▶ [EXERCISE DETAILS]: Find the string "below" in the material. Copy every line that has it.

▶ [DATA FOR ANALYSIS]:
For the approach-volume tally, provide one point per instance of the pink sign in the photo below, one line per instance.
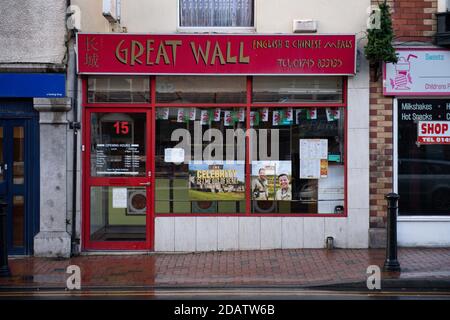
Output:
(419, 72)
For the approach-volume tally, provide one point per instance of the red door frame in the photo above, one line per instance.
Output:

...

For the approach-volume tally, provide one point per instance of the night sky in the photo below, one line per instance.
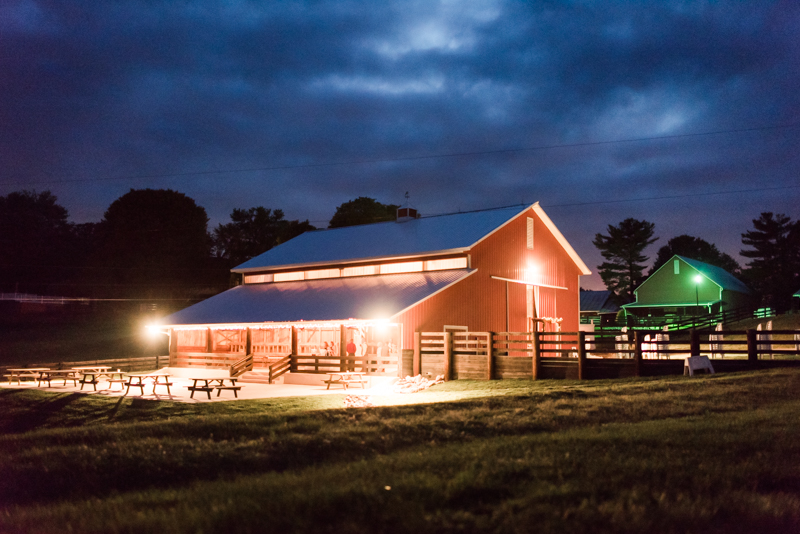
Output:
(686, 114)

▶ [RESULT FOR THIS TASK]:
For the approach-volume tally, provide one point per instance of the pink sign in the photo below, one line per instance.
For the approach-volume tally, provide one point per instance of the night sky in the photo below, one line per instance.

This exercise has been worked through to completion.